Provided information:
=======

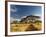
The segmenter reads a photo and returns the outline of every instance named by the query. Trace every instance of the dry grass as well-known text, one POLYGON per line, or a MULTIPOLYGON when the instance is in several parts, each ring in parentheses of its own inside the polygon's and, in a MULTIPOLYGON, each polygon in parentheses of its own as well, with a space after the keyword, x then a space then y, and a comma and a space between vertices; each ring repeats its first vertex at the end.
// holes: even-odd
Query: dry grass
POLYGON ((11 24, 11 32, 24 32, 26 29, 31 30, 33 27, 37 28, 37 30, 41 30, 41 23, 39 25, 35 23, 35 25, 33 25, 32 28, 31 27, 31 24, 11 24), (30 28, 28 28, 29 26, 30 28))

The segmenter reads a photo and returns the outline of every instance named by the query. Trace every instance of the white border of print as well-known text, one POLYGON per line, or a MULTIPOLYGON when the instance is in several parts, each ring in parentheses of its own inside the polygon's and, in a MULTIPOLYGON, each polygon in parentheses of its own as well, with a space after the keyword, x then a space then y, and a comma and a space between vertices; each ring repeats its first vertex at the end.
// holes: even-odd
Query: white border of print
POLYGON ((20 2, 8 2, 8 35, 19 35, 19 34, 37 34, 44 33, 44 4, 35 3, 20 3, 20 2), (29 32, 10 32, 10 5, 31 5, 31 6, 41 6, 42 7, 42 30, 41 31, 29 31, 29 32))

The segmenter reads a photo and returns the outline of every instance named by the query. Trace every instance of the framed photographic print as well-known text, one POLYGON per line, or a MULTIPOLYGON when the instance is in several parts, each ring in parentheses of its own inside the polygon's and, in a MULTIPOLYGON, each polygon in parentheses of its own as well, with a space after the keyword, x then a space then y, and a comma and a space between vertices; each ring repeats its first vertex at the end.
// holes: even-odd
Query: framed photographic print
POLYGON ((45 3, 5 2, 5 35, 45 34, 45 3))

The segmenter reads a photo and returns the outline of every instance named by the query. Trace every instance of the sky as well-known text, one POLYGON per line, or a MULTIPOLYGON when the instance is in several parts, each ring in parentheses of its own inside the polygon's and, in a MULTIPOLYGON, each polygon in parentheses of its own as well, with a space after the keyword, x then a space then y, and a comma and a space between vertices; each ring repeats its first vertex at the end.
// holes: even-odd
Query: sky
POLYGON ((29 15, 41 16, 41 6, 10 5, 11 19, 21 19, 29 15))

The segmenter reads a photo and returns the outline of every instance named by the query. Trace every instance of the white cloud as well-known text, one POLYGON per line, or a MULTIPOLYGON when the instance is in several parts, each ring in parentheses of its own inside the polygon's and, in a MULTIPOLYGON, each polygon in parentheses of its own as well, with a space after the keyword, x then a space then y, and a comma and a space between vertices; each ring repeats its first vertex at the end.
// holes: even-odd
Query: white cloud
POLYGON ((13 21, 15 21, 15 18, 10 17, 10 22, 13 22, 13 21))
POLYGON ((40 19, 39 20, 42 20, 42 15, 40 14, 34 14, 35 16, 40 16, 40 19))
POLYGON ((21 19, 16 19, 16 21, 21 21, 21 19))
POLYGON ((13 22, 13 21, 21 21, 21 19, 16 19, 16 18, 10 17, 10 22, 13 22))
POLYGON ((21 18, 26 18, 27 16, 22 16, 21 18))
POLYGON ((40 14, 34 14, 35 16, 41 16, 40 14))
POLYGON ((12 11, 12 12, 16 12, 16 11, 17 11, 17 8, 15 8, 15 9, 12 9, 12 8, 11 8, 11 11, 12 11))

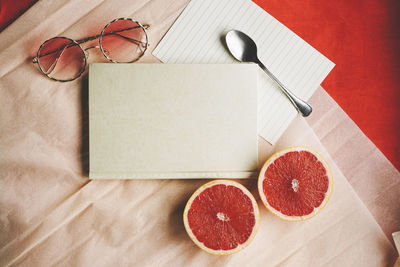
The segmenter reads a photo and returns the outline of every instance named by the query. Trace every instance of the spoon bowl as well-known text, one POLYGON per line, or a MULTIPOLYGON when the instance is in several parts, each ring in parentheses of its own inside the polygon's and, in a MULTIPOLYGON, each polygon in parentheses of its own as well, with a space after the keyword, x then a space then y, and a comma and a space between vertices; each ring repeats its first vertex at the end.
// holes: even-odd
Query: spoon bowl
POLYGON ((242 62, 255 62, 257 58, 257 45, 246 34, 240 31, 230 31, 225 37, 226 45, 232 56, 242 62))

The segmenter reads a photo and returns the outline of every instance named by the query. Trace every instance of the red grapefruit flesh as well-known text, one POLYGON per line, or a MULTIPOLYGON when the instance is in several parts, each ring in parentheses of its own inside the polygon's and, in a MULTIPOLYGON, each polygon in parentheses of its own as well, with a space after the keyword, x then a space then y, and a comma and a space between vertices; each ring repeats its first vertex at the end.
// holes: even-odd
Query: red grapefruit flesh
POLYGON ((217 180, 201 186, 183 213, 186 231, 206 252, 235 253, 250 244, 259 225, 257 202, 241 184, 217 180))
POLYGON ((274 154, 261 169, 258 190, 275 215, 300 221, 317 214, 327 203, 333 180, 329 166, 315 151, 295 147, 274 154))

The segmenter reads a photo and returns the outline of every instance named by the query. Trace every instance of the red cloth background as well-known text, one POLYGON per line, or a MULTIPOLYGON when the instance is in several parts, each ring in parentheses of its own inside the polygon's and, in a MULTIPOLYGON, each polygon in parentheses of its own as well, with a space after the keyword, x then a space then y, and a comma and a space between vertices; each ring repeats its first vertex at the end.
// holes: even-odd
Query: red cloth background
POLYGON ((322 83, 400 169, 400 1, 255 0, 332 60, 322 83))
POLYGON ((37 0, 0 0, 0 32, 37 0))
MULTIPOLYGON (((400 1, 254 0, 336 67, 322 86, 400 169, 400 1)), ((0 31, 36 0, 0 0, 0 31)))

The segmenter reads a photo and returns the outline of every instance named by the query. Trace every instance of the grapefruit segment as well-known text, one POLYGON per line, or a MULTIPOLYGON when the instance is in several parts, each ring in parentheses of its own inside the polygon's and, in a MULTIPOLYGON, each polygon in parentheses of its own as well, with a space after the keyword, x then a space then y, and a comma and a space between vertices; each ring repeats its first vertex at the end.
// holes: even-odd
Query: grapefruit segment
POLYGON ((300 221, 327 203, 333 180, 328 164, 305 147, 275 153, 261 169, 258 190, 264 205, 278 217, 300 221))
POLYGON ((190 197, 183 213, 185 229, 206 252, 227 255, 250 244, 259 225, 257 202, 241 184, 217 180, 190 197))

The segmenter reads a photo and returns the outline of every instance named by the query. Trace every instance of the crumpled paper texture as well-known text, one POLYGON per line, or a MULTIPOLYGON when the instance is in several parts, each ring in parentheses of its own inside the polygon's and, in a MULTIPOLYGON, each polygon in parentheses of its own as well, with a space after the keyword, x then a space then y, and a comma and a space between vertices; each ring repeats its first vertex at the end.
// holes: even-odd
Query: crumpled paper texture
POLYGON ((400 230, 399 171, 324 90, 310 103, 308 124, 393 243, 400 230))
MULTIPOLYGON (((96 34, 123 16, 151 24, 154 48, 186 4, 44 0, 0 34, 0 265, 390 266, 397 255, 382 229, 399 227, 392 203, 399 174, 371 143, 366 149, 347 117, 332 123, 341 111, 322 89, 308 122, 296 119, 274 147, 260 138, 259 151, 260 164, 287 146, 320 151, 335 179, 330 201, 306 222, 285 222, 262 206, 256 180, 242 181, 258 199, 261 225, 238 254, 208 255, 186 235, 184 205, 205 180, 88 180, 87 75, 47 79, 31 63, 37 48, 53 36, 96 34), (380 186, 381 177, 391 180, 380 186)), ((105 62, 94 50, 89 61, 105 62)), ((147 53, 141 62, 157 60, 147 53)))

=======

Exercise prompt: An exact copy of the records above is required, leaving out the pictures.

Answer to the exercise:
The segmenter reads a photo and returns the outline of every instance named by the query. Trace every instance of the dry grass as well-known text, one POLYGON per line, or a MULTIPOLYGON when the instance is in several parts, each ring in parentheses of its own inside the polygon's and, in a MULTIPOLYGON, each polygon in parentheses of its own as well, with a space after the keyword, x then a space then y, and a comma and a space between vertices; each ring repeats its first vertex at the end.
// holes: even-odd
Query: dry grass
POLYGON ((11 24, 11 32, 24 32, 26 29, 31 30, 33 27, 37 28, 37 30, 41 30, 41 23, 39 25, 35 23, 35 25, 33 25, 32 28, 31 27, 31 24, 11 24), (30 28, 28 28, 29 26, 30 28))

The segmenter reads a photo and returns the outline of every instance named by the query. Trace every instance of the white border of print as well-known text, one POLYGON per line, or a MULTIPOLYGON when the instance is in several parts, each ring in parentheses of its own inside the polygon's and, in a MULTIPOLYGON, each polygon in parentheses of its own as well, with a space after the keyword, x then a space then y, and a comma and a space between vertices; each ring repeats its first vertex at the end.
// holes: even-odd
Query: white border of print
POLYGON ((20 2, 8 2, 8 35, 19 35, 19 34, 37 34, 44 33, 44 4, 35 3, 20 3, 20 2), (29 32, 10 32, 10 5, 31 5, 31 6, 41 6, 42 7, 42 30, 41 31, 29 31, 29 32))

The segmenter reads a photo and returns the outline of every instance named by the query. Trace every instance of the framed photographic print as well-known text, one POLYGON per line, or a MULTIPOLYGON when the instance is in several parts, each ring in parentheses of its own inside the polygon's and, in a MULTIPOLYGON, each polygon in parentheses of its own as well, with a space after the keyword, x then a space then y, and a comma and a space between vertices; each ring repeats its first vertex at the end.
// holes: even-odd
Query: framed photographic print
POLYGON ((45 3, 5 2, 5 35, 45 34, 45 3))

The segmenter reads a photo and returns the outline of every instance named by the query. Trace every instance of the sky as well-known text, one POLYGON per line, or a MULTIPOLYGON when the instance is in several parts, each ring in parentheses of its own inside the polygon's and, in a MULTIPOLYGON, each polygon in parentheses of its own as well, with a space after the keyword, x then a space then y, and a comma and a space between vertices; each ring repeats its first vertex at the end.
// holes: even-odd
Query: sky
POLYGON ((29 15, 41 16, 41 6, 10 5, 11 19, 21 19, 29 15))

The segmenter reads a photo and returns the outline of every instance named by the query. Trace every instance of the white cloud as well-known text, one POLYGON per line, or a MULTIPOLYGON when the instance is in several parts, each ring in parentheses of its own inside the polygon's and, in a MULTIPOLYGON, each polygon in parentheses of its own as well, with a space after the keyword, x then a space then y, and a comma and a space between vertices; each ring repeats its first vertex at the end.
// holes: even-odd
Query: white cloud
POLYGON ((13 21, 15 21, 15 18, 10 17, 10 22, 13 22, 13 21))
POLYGON ((40 19, 39 20, 42 20, 42 15, 40 14, 34 14, 35 16, 40 16, 40 19))
POLYGON ((21 19, 16 19, 16 21, 21 21, 21 19))
POLYGON ((13 22, 13 21, 21 21, 21 19, 16 19, 16 18, 10 17, 10 22, 13 22))
POLYGON ((21 18, 26 18, 27 16, 22 16, 21 18))
POLYGON ((40 14, 34 14, 35 16, 41 16, 40 14))
POLYGON ((12 11, 12 12, 16 12, 16 11, 17 11, 17 8, 15 8, 15 9, 12 9, 12 8, 11 8, 11 11, 12 11))

The segmenter reads a photo and returns the outline of every instance named by the query. Trace every instance of the spoon bowl as well-known text, one POLYGON per line, or a MULTIPOLYGON when the instance is in several parts, each ring in parentheses of its own inside the polygon's and, in a MULTIPOLYGON, each polygon in parentheses of its own as well, with a space after the keyword, x then a space then y, and a comma and a space between vertices; each ring repeats its first vertex at the end.
// holes: even-odd
Query: spoon bowl
POLYGON ((242 62, 255 62, 257 58, 257 45, 246 34, 240 31, 230 31, 225 37, 226 45, 232 56, 242 62))

The segmenter reads a photo and returns the outline of every instance named by the query. Trace every instance of the red grapefruit flesh as well-known text, one POLYGON per line, or a MULTIPOLYGON when the instance is in several parts, each ring in parentheses of its own inside the polygon's and, in a MULTIPOLYGON, each polygon in parentheses of its own as well, with a space after the keyword, x then a space then y, and a comma and a space between vertices; each ring repeats its first vertex at the end.
// holes: even-odd
Query: red grapefruit flesh
POLYGON ((217 180, 201 186, 183 213, 186 231, 206 252, 235 253, 250 244, 259 225, 257 202, 241 184, 217 180))
POLYGON ((274 154, 261 169, 258 190, 275 215, 300 221, 317 214, 327 203, 333 180, 329 166, 315 151, 295 147, 274 154))

The segmenter reads a photo and returns the outline of every instance named by the query. Trace every instance of the red cloth background as well-known text, one POLYGON per line, or a MULTIPOLYGON when the instance is in several parts, each ring in parentheses of its own inside the polygon's and, in a MULTIPOLYGON, each polygon in parentheses of its own as well, with a space after the keyword, x then a space then y, and a comma and a space between vertices; each ring repeats its first vertex at the end.
// holes: even-odd
Query: red cloth background
POLYGON ((322 83, 400 169, 400 1, 255 0, 332 60, 322 83))
POLYGON ((37 0, 0 0, 0 32, 37 0))
MULTIPOLYGON (((400 1, 254 0, 336 67, 322 86, 400 169, 400 1)), ((0 31, 36 0, 0 0, 0 31)))

The segmenter reads a photo and returns the outline of every instance named by the query. Trace every instance of the grapefruit segment as well-known text, one POLYGON per line, or a MULTIPOLYGON when the instance is in several parts, each ring in parentheses of its own inside the polygon's and, in a MULTIPOLYGON, each polygon in parentheses of its own as well, with a space after the keyword, x then a space then y, and a comma and a space between vertices; each ring repeats its first vertex at the end.
// holes: even-odd
Query: grapefruit segment
POLYGON ((300 221, 327 203, 333 180, 328 164, 305 147, 275 153, 261 169, 258 190, 264 205, 278 217, 300 221))
POLYGON ((190 197, 183 213, 185 229, 206 252, 227 255, 250 244, 259 225, 257 202, 241 184, 217 180, 190 197))

The segmenter reads a photo and returns the outline of every instance named by the query. Trace every instance of the crumpled paper texture as well-known text, one POLYGON per line, or a MULTIPOLYGON when the instance is in several parts, each ring in parentheses of its own inside the polygon's and, in a MULTIPOLYGON, each polygon in parentheses of its own as well, with a space after the keyword, x then a space then y, and a comma and a space between vertices; each ring repeats its first vertex at the end.
// holes: even-odd
Query: crumpled paper texture
POLYGON ((400 230, 399 171, 324 90, 310 103, 308 124, 393 243, 400 230))
MULTIPOLYGON (((96 34, 123 16, 151 24, 154 48, 186 4, 44 0, 0 34, 0 265, 390 266, 397 255, 382 229, 399 227, 392 203, 399 174, 371 143, 366 149, 347 117, 332 123, 341 111, 322 89, 308 122, 296 119, 274 147, 260 138, 259 151, 260 164, 287 146, 320 151, 335 179, 330 201, 306 222, 285 222, 262 206, 256 180, 242 181, 258 199, 261 225, 238 254, 208 255, 186 235, 184 205, 205 180, 88 180, 87 75, 47 79, 31 63, 37 48, 53 36, 96 34), (380 186, 381 177, 391 180, 380 186)), ((105 62, 94 50, 89 61, 105 62)), ((147 53, 141 62, 157 60, 147 53)))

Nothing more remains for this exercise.